## Object location annotation data

┌──

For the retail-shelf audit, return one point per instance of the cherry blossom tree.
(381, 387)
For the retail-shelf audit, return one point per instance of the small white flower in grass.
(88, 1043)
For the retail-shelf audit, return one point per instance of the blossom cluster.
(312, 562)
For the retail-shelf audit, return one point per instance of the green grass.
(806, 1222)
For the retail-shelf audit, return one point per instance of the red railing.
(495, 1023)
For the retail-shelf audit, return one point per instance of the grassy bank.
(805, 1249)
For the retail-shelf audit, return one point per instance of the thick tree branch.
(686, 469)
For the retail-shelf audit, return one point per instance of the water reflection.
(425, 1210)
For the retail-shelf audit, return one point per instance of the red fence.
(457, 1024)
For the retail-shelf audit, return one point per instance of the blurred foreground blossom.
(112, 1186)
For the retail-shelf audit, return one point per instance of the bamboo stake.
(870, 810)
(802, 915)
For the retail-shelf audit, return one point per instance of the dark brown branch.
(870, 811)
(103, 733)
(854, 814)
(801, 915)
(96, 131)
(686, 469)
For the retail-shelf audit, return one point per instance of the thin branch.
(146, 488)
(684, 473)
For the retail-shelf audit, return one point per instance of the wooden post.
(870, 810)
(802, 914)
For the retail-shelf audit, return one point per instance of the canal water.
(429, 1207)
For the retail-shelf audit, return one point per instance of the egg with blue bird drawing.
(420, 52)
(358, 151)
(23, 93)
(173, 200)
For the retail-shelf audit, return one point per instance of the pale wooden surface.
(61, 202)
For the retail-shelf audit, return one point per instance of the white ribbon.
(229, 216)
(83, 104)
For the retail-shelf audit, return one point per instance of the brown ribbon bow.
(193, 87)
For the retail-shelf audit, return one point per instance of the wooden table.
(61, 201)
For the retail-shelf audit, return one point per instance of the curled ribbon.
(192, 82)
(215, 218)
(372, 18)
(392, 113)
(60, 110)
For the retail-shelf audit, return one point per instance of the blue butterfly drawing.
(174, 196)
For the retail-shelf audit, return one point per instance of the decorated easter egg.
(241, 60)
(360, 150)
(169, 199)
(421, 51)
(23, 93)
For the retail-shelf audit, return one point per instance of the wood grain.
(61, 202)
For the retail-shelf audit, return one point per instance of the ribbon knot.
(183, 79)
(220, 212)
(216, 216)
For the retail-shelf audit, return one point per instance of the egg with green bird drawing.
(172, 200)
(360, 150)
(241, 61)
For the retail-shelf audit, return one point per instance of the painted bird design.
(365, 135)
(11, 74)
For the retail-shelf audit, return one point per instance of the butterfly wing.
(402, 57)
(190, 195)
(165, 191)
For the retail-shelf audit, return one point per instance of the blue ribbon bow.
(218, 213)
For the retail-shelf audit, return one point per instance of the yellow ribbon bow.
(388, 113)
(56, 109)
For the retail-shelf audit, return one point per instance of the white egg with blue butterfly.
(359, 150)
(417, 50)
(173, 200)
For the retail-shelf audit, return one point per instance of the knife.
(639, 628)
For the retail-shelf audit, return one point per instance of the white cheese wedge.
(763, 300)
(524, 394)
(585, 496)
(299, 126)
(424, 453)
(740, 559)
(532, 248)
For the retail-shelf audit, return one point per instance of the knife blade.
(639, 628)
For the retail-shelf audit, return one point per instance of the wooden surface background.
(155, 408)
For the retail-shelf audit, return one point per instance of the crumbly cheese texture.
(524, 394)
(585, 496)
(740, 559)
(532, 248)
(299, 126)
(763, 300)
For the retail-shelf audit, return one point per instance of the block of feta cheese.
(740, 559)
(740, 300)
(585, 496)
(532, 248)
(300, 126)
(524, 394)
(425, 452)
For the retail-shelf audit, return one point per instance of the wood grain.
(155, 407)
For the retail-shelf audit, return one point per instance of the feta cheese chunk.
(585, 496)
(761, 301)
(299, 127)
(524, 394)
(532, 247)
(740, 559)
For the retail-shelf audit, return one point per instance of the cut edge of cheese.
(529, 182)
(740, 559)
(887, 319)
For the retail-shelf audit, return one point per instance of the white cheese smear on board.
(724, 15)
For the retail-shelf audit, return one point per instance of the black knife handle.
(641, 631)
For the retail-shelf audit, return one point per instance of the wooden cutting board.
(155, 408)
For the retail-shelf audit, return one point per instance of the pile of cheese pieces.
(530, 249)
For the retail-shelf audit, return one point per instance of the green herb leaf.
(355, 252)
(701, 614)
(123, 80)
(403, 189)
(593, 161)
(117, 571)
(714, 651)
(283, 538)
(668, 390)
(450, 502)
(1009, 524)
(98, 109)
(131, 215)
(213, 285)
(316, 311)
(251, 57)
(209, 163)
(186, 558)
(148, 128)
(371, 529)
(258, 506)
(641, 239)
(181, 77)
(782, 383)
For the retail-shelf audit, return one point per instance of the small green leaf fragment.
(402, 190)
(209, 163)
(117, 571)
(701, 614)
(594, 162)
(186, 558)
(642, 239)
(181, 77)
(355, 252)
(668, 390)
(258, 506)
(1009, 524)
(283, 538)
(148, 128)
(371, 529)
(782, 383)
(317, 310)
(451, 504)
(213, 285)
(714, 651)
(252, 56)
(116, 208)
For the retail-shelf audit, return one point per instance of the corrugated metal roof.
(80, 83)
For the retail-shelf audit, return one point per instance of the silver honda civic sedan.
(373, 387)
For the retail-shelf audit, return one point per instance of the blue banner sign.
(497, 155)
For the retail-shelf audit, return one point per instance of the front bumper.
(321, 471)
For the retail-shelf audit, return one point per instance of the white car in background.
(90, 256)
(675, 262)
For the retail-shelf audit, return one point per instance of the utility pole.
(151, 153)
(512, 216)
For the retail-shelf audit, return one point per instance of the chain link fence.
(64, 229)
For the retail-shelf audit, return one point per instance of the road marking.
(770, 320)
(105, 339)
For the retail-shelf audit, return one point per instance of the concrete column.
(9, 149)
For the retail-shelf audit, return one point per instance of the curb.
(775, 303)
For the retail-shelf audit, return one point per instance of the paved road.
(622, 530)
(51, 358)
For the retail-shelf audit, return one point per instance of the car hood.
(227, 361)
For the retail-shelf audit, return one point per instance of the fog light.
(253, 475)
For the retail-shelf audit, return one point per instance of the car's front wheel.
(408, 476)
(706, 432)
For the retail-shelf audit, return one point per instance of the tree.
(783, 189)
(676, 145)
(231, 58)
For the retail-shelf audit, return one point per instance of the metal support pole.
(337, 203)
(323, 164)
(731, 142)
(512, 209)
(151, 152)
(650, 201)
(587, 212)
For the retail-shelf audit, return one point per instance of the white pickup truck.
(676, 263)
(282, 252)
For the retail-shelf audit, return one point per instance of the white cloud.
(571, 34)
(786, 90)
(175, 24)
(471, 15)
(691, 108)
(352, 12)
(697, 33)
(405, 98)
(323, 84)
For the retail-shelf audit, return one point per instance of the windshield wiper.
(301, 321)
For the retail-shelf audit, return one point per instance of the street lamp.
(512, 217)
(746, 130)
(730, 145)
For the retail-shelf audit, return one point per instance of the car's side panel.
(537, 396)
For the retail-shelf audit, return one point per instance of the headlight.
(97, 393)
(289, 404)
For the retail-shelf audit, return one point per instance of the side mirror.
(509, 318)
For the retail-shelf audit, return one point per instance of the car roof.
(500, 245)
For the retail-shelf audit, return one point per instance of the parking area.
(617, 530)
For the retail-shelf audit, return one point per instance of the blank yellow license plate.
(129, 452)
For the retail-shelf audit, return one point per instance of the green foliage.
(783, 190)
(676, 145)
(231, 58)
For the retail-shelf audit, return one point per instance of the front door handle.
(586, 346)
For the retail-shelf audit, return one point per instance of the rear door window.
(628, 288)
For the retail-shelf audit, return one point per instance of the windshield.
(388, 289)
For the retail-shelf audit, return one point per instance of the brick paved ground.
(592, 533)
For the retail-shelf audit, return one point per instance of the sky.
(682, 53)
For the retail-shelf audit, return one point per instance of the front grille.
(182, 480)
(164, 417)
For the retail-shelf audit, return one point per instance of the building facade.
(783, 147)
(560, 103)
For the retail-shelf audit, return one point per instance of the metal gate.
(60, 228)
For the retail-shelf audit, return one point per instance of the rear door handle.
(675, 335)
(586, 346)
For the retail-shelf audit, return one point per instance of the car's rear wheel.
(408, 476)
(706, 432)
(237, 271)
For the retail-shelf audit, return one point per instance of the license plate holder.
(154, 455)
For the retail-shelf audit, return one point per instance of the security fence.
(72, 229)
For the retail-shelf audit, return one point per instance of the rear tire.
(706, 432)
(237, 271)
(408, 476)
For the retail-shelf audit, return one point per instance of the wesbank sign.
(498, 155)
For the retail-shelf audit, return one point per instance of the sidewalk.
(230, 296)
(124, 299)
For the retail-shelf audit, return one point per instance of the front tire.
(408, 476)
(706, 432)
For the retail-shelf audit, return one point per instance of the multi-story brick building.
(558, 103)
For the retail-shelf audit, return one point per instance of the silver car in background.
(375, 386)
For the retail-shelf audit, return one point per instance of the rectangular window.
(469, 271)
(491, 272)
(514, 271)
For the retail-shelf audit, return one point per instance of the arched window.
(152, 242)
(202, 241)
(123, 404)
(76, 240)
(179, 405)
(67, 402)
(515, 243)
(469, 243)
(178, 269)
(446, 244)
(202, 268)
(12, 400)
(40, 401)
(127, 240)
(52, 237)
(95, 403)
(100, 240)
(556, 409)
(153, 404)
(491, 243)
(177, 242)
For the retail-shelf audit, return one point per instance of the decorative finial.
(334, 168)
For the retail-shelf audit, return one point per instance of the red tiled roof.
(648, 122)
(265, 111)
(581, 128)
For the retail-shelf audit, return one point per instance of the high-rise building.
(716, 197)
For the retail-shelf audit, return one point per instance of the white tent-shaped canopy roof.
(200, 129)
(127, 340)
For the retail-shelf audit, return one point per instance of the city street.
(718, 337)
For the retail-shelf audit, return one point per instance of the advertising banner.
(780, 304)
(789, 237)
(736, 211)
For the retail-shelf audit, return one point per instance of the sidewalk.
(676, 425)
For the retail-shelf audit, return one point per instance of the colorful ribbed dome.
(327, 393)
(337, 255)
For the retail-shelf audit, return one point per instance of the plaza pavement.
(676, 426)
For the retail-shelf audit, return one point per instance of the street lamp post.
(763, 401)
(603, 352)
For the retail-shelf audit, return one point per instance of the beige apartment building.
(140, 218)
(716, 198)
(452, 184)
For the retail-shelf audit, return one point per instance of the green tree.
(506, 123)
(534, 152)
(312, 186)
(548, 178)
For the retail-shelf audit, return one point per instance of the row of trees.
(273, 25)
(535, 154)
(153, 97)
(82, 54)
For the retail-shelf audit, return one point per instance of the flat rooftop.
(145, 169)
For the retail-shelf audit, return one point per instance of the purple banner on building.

└──

Output the line holding "the rectangular window.", then every later line through the end of the records above, exactly as given and nothing else.

## OUTPUT OF THE EXERCISE
For the retail-shelf audit, return one point per instance of the rectangular window.
(469, 271)
(491, 272)
(514, 271)
For the retail-shelf audit, return one point per instance of the arched window.
(152, 242)
(202, 241)
(123, 404)
(76, 240)
(179, 405)
(67, 402)
(515, 243)
(469, 243)
(178, 269)
(446, 244)
(202, 268)
(12, 400)
(40, 401)
(127, 240)
(52, 237)
(95, 403)
(100, 240)
(556, 409)
(153, 404)
(491, 243)
(177, 242)
For the retail-shelf audit, return one point per instance of the decorative finial.
(334, 168)
For the retail-shelf audit, return one point per instance of the red tiled roof.
(648, 122)
(265, 111)
(581, 128)
For the retail-shelf audit, return one point per instance of the high-rise building.
(716, 197)
For the retail-shelf audit, return one point per instance of the white tent-shaped canopy roof.
(200, 129)
(127, 340)
For the retail-shelf audit, return one point per instance of the city street.
(718, 337)
For the retail-shelf audit, return one point per instance of the advertising banner.
(780, 304)
(789, 237)
(736, 211)
For the retail-shelf audit, return one point per instance of the sidewalk.
(676, 425)
For the retail-shelf audit, return one point per instance of the colorful ribbed dome.
(327, 393)
(337, 255)
For the retail-shelf audit, return one point per instance of the plaza pavement.
(676, 426)
For the retail-shelf audit, return one point per instance of the street lamp post.
(763, 401)
(603, 352)
For the retail-shelf audit, return one point per instance of the beige apartment building.
(140, 218)
(716, 198)
(452, 184)
For the retail-shelf audit, return one point per instance of the green tree.
(506, 123)
(534, 152)
(312, 186)
(548, 178)
For the retail-shelf audit, return one point per instance of the row of trees.
(273, 25)
(535, 154)
(153, 97)
(82, 54)
For the retail-shelf audit, return one point per instance of the flat rooftop.
(145, 169)
For the retail-shelf audit, return one point per instance of the purple banner on building.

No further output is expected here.